Please reproduce the entries that follow without a single difference.

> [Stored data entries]
===============
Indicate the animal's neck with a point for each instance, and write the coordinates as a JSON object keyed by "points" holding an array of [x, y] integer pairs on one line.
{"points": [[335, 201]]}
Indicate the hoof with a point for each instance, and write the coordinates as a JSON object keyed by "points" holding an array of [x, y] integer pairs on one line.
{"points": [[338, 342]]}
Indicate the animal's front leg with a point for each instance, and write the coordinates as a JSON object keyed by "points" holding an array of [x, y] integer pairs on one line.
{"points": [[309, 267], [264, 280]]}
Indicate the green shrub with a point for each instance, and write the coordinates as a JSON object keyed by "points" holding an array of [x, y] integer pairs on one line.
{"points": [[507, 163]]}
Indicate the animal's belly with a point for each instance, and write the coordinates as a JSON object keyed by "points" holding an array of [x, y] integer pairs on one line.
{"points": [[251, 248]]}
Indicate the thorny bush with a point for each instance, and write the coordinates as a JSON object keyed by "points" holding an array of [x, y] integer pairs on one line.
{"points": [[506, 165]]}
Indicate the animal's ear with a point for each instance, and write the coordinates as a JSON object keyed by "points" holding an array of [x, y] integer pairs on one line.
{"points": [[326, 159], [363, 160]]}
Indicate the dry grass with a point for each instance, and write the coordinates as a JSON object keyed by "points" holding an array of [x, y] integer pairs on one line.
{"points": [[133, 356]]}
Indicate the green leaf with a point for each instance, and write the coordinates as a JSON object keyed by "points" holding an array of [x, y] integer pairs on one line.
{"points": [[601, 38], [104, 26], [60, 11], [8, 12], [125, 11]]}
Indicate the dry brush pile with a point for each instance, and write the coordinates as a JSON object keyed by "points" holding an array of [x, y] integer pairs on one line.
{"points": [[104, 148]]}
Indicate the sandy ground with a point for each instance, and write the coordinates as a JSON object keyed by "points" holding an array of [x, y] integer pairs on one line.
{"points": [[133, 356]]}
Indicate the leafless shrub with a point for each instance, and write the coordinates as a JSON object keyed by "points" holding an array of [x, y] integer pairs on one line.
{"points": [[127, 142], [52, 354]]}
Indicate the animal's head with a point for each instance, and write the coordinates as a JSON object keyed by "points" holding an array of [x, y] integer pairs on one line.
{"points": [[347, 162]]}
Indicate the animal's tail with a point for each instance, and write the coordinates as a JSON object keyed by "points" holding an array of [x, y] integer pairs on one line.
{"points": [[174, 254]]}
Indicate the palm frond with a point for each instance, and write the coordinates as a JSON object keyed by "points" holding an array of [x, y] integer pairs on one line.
===============
> [ANSWER TO THIS PROBLEM]
Indicate the animal's neck with a point for each instance, and write the coordinates as a JSON object keyed by "points" holding an array of [x, y] integer pairs on one line.
{"points": [[335, 201]]}
Indicate the hoof with a point for each instance, and write the coordinates as a JSON object keyed by "points" holding an array of [x, y] integer pairs on one line.
{"points": [[338, 342]]}
Indicate the animal's front leg with a point for each instance, and write the coordinates as a JSON object keyed by "points" holding an array of [x, y] integer pairs on one line.
{"points": [[309, 267], [264, 280]]}
Indicate the green shrub with a point for each instance, and write the coordinates as a JSON object keyed by "points" holding an array of [x, y] integer pairs on one line.
{"points": [[507, 163]]}
Indicate the animal's belly with a point for each instance, and write the coordinates as a JSON object keyed by "points" holding an array of [x, y] integer pairs on one line.
{"points": [[251, 248]]}
Indicate the thorny bush with a point for each instance, and write the coordinates as a JSON object keyed by "points" holding an array of [x, y] integer pairs on one line.
{"points": [[506, 165]]}
Indicate the animal's ear with a point for each instance, and write the coordinates as a JSON object keyed by "points" holding an array of [x, y] integer pairs on one line.
{"points": [[326, 159], [363, 160]]}
Indicate the dry grass with a point for each instance, and write the coordinates as a JSON object keyed by "points" holding an array of [x, y] integer pairs on one line.
{"points": [[133, 356]]}
Indicate the green leaf with a point for each instance, and write the coordinates as a JSON object keyed by "points" holding an array of [x, y] integer pairs on one line.
{"points": [[601, 38], [104, 26], [60, 11], [8, 12], [125, 11]]}
Indicate the dry brush pile with a point for each instance, and write the coordinates as a JSON object keyed by "points" holding an array of [x, y] integer pairs on one line.
{"points": [[104, 148]]}
Indicate the sandy ground with a point for each instance, and write the coordinates as a JSON object keyed by "points" holding an array of [x, y] integer pairs on one line.
{"points": [[133, 356]]}
Indicate the leafless shrub with a point for each instance, and write the coordinates as a JSON object keyed by "points" holding an array of [x, y] integer pairs on one line.
{"points": [[127, 142], [52, 354]]}
Indicate the animal's head with a point for each instance, and write the coordinates as a JSON object keyed by "points" holding an array of [x, y] integer pairs on one line.
{"points": [[347, 162]]}
Indicate the animal's tail with a point for each instance, and write the coordinates as a JSON object keyed by "points" holding an array of [x, y] integer pairs on one line.
{"points": [[174, 254]]}
Indicate the palm frond with a point for each instance, and write the coordinates as a JSON object keyed by "points" holding an array of [x, y] integer pairs on one line.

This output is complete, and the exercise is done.